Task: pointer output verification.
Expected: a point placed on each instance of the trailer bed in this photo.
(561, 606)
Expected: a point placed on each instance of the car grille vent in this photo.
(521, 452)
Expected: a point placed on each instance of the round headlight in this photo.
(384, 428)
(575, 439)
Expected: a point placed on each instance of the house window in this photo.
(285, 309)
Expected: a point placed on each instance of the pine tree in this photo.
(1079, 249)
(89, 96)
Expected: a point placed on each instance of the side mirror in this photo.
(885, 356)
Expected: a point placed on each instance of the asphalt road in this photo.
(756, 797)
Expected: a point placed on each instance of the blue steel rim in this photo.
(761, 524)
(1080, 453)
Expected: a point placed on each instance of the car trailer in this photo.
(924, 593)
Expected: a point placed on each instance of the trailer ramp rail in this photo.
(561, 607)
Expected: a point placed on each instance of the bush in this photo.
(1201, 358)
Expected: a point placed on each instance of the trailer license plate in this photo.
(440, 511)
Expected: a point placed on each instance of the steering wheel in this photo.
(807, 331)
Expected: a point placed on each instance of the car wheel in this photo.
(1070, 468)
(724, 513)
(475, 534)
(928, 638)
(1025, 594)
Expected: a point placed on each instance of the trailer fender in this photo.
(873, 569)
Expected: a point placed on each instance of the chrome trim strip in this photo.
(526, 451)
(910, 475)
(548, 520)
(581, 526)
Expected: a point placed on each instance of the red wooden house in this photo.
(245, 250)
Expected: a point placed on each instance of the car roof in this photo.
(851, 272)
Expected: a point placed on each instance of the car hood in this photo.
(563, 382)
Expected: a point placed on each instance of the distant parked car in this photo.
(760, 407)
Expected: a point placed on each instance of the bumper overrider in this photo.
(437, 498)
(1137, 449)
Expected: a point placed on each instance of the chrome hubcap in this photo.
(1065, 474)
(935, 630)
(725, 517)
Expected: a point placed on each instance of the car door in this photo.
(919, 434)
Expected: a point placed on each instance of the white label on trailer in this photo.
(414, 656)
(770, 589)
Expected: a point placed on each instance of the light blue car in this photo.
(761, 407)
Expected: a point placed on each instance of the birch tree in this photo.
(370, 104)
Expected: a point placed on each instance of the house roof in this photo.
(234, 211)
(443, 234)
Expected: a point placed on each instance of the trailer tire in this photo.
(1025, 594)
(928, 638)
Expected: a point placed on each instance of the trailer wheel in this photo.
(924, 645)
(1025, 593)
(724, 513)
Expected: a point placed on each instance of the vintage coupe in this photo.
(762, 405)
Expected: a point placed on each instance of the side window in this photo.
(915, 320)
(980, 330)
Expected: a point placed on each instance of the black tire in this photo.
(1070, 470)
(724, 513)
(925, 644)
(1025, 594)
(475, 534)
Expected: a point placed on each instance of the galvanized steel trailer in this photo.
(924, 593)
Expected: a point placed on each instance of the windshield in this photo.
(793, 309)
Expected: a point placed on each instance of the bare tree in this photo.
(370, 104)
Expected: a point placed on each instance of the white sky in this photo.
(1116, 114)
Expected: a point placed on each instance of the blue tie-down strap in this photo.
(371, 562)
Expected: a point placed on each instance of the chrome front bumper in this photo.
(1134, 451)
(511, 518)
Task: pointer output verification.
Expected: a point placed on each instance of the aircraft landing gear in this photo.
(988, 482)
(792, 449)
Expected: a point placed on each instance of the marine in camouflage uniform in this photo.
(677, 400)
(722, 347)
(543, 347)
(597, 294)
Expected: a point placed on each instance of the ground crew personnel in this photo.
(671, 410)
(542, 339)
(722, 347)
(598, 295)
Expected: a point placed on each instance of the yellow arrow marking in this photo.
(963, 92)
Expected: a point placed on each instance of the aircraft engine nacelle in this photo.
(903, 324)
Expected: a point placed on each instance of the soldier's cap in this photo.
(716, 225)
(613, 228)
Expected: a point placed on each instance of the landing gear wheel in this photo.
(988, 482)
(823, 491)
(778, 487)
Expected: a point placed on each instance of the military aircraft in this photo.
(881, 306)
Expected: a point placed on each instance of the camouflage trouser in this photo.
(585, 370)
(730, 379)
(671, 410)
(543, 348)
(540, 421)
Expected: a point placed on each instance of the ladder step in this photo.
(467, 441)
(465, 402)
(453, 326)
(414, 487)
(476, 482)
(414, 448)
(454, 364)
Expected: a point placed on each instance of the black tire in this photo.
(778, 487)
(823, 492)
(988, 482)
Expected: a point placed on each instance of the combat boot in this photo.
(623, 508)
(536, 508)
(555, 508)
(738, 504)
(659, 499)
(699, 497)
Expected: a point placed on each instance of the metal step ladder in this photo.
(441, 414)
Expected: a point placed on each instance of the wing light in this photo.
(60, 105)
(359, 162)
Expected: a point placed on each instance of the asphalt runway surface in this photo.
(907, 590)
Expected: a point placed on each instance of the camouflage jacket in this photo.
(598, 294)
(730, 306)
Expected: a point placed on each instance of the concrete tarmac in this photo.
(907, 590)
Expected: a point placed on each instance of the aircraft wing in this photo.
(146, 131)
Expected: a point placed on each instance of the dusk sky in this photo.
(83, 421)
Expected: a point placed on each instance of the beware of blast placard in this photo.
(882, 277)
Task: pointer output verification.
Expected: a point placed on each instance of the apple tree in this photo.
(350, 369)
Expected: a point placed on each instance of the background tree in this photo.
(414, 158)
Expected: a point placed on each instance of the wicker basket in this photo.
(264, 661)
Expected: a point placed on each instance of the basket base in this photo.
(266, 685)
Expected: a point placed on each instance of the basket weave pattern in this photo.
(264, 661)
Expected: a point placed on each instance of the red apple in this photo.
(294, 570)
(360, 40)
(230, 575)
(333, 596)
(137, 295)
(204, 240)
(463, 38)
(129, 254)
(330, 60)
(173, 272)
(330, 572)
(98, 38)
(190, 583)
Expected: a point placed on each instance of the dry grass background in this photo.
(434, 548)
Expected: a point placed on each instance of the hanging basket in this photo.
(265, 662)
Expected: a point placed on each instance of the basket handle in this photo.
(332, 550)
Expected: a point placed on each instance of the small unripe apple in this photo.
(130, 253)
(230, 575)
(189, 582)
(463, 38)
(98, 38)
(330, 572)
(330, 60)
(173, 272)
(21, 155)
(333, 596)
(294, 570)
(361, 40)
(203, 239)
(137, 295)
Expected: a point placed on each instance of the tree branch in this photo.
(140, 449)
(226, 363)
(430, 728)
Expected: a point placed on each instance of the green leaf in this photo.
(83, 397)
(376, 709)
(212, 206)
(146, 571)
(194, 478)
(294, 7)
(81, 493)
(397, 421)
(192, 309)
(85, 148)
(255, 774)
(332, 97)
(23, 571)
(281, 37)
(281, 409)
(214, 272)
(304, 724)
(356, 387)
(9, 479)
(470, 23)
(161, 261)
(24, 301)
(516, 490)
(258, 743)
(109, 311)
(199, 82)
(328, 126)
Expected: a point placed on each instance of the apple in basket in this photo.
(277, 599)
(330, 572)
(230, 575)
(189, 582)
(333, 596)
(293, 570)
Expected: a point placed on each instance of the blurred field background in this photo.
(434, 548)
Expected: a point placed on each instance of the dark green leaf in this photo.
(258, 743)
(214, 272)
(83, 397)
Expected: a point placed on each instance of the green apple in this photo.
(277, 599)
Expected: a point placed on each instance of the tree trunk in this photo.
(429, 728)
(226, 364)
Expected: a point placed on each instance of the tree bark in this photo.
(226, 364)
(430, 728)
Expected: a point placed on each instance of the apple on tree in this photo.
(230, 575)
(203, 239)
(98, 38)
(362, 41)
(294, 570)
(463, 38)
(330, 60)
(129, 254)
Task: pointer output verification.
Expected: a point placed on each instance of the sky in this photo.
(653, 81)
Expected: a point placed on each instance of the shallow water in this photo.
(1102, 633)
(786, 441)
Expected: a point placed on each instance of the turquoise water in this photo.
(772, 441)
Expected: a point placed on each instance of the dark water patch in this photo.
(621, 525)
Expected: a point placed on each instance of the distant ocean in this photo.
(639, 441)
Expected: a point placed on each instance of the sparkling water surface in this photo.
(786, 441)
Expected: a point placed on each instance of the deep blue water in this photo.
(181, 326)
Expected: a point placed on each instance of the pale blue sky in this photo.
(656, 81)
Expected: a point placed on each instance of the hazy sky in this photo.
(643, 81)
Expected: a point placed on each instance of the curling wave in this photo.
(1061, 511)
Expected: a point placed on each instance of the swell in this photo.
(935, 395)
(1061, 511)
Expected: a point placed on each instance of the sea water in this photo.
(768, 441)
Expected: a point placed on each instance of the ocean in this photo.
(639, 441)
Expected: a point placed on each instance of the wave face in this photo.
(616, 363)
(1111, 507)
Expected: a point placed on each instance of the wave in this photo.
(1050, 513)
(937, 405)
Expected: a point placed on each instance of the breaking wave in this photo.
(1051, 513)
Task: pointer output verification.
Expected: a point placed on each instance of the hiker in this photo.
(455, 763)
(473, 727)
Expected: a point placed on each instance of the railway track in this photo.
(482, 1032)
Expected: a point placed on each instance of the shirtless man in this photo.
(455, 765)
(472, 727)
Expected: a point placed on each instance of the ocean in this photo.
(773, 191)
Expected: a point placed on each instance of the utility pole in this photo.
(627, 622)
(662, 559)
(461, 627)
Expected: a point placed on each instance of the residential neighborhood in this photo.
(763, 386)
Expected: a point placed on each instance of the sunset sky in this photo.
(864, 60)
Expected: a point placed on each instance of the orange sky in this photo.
....
TASK BRIEF » Could you recast everything from the line containing "Expected: a point placed on each instance of the chrome hubcap" down to the line containing "(1116, 114)" as a two-column CSV with the headers text and points? Give one row per record, put each field in quotes, and replace line breaks with spaces.

WRITTEN REPLY »
text,points
"Expected: a point placed on each instance of the chrome hubcap in this photo.","(1065, 474) (935, 630) (725, 517)"
"Expected: a point placed on each instance of the car door in this photo.","(919, 434)"
"Expected: a point placed on each instance of the white label on trailer in this photo.","(414, 656) (770, 589)"
"Expected: a point placed on each instance of the light blue car in this photo.","(761, 407)"
"Expected: a point placed on each instance of the birch tree in this photo.","(370, 104)"
"Expected: a point placed on each instance of the house roof in this photo.","(234, 211) (443, 234)"
"Expected: a point placed on each instance of the trailer tire in this photo.","(1025, 594) (928, 638)"
"Expected: a point placed on each instance of the trailer wheel in this photo.","(924, 645) (1025, 593) (724, 513)"
"Expected: a point placed on each instance of the vintage coupe in this photo.","(762, 405)"
"Expected: a point placed on each instance of the side window in this photo.","(915, 320) (980, 330)"
"Expected: a point placed on each instance of the black tire in this photo.","(1070, 470) (724, 513) (925, 644) (1025, 594) (475, 534)"
"Expected: a point placed on each instance of the galvanized steel trailer in this photo.","(924, 593)"
"Expected: a point placed on each instance of the windshield in this photo.","(793, 309)"
"Expected: a point placed on each instance of the bare tree in this photo.","(370, 104)"
"Expected: a point placed on each instance of the white sky in this photo.","(1116, 114)"